## begin MATERIAL SHOWN
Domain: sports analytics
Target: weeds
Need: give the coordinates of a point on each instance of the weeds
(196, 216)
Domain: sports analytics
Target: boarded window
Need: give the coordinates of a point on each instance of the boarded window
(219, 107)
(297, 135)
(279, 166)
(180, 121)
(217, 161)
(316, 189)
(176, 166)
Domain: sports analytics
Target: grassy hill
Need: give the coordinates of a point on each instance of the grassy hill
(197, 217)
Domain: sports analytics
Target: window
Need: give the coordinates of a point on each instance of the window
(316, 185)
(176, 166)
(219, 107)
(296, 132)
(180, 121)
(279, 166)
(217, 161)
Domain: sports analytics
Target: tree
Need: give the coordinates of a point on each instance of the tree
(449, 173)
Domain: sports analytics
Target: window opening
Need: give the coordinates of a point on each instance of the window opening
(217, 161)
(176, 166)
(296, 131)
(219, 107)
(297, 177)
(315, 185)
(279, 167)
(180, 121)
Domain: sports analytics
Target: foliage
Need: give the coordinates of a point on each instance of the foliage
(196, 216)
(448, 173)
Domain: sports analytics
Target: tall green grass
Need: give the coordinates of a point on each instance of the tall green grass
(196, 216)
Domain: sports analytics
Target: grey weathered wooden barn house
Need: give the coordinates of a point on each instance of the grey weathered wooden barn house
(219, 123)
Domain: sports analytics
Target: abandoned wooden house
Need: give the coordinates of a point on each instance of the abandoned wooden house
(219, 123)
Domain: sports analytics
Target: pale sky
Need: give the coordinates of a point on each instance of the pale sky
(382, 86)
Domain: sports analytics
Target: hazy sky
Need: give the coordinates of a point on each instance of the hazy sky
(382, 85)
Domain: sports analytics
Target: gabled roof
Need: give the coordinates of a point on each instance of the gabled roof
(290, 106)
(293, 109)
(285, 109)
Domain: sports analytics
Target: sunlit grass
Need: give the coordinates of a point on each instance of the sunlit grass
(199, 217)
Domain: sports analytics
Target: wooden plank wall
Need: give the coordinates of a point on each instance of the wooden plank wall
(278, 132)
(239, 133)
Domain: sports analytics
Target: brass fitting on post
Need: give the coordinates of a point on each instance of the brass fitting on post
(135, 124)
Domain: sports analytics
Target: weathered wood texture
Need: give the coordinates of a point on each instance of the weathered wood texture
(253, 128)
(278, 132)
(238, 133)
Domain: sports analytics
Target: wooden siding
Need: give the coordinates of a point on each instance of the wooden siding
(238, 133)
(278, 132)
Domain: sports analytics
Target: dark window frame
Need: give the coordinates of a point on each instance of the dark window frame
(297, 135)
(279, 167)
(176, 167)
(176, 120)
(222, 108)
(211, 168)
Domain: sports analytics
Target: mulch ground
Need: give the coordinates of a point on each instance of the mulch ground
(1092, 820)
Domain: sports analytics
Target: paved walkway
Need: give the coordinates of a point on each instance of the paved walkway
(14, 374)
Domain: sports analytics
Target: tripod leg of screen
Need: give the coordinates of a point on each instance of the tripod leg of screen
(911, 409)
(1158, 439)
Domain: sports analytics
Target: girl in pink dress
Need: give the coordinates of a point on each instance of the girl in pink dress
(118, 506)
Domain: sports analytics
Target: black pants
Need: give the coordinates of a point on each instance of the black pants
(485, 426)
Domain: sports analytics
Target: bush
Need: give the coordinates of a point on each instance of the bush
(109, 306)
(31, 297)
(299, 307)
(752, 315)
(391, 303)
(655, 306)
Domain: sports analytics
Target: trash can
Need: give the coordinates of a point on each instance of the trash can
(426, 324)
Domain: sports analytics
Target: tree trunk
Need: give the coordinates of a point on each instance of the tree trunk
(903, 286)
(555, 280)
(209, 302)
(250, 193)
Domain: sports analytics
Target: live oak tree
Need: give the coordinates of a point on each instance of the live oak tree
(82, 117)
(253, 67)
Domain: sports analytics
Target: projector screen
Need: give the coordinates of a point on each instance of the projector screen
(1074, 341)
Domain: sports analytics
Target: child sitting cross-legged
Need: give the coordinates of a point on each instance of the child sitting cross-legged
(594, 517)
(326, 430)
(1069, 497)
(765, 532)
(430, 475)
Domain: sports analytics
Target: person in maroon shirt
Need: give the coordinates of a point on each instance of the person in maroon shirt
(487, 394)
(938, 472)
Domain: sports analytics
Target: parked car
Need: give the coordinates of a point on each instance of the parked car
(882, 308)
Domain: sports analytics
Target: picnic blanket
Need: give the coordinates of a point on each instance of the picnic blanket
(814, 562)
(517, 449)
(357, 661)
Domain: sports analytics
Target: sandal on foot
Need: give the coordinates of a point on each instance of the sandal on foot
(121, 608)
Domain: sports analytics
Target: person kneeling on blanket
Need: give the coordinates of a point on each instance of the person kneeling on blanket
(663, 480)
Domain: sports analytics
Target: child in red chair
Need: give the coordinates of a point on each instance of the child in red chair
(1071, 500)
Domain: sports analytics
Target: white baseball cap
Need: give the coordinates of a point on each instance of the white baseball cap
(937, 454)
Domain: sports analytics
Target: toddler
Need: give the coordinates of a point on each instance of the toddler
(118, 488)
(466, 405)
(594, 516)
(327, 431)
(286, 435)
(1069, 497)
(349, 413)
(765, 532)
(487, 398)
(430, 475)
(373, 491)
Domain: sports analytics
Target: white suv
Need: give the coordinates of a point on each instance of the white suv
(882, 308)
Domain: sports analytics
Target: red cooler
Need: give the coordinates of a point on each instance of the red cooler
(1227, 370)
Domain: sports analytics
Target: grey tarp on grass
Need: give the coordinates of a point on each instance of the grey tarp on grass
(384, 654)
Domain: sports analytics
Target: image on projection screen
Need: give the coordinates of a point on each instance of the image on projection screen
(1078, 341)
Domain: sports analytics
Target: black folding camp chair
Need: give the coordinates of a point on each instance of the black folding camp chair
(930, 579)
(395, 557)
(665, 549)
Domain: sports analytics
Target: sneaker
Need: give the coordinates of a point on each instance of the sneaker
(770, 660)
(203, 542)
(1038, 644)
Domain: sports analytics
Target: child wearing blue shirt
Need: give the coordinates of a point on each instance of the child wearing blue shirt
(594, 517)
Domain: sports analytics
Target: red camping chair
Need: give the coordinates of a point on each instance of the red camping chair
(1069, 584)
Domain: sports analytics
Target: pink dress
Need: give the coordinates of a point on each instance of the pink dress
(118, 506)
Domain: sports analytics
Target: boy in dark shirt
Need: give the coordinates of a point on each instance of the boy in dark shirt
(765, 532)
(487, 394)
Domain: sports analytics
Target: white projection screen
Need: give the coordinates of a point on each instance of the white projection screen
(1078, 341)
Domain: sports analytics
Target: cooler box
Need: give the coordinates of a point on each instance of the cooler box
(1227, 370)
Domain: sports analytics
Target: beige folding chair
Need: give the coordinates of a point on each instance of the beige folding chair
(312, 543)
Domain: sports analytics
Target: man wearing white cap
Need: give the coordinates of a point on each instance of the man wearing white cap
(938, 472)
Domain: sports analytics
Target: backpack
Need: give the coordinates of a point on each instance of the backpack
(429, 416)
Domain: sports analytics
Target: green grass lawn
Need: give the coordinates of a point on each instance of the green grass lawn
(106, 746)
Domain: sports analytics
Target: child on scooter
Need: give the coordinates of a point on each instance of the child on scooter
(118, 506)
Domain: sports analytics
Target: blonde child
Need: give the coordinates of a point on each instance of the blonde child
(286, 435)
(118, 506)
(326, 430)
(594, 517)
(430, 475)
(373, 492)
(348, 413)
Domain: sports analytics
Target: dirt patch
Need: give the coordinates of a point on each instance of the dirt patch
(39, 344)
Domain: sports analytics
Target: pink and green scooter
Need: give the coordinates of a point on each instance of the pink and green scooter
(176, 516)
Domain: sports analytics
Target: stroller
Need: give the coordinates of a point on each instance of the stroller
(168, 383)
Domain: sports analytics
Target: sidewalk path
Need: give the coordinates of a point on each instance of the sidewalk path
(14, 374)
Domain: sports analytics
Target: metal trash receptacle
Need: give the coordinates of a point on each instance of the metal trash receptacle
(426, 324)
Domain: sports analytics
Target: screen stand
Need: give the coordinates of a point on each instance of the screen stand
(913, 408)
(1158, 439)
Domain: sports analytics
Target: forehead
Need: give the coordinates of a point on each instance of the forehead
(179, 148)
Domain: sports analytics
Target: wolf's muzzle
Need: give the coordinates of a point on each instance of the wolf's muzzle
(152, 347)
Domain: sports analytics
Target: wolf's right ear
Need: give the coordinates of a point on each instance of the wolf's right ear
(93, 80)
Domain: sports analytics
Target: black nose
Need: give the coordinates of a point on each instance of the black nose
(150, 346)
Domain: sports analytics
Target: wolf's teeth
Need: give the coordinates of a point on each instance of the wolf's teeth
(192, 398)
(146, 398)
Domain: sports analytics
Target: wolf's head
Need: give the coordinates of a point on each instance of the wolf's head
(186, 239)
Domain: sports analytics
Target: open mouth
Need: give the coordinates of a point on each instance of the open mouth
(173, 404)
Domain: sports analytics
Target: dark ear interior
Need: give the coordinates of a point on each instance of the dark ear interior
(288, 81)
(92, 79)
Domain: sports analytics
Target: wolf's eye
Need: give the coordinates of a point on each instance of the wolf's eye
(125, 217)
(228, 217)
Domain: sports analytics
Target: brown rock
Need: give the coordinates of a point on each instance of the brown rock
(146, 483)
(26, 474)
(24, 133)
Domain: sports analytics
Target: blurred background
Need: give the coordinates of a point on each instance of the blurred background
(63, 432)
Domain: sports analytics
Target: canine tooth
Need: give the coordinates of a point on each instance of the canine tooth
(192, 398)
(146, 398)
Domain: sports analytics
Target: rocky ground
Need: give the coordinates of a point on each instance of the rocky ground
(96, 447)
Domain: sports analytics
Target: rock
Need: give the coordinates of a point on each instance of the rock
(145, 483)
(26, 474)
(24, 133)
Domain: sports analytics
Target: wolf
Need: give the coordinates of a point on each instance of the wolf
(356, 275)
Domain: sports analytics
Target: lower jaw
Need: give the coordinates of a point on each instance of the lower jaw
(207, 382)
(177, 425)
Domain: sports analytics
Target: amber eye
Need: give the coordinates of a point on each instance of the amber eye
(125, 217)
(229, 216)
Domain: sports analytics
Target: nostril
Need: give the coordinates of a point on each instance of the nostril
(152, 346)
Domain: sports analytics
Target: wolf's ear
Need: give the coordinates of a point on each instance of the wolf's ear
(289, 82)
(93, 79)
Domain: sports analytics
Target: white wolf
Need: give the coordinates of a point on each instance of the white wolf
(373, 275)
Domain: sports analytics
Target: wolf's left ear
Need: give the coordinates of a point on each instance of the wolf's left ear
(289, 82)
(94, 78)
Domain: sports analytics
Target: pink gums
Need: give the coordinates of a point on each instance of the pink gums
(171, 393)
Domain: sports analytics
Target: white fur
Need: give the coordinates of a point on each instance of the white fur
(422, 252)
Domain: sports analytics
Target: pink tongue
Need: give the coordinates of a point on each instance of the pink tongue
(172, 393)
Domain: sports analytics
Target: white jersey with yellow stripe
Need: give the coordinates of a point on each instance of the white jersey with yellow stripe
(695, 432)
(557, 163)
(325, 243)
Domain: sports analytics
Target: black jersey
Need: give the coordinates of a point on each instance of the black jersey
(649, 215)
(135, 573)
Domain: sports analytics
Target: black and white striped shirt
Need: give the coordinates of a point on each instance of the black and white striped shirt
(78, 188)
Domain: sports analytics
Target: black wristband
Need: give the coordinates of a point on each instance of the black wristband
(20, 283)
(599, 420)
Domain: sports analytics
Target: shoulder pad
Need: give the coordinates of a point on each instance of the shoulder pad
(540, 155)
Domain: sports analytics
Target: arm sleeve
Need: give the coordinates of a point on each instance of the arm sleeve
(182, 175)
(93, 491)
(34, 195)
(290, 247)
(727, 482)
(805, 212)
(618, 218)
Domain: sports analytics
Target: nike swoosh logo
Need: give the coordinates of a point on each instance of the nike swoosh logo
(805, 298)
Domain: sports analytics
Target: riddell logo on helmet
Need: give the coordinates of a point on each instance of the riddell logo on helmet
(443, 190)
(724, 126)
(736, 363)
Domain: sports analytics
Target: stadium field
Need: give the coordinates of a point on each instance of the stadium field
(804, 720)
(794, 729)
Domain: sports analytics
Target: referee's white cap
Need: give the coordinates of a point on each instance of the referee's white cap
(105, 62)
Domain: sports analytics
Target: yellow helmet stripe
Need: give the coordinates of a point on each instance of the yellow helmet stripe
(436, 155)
## end MATERIAL SHOWN
WHAT YOU HAVE TO DO: Select each line of the records that contains the string "gums", with case counting in the match.

CORRECT ANSWER:
Target: pink gums
Need: give the coordinates of a point on each instance of the pink gums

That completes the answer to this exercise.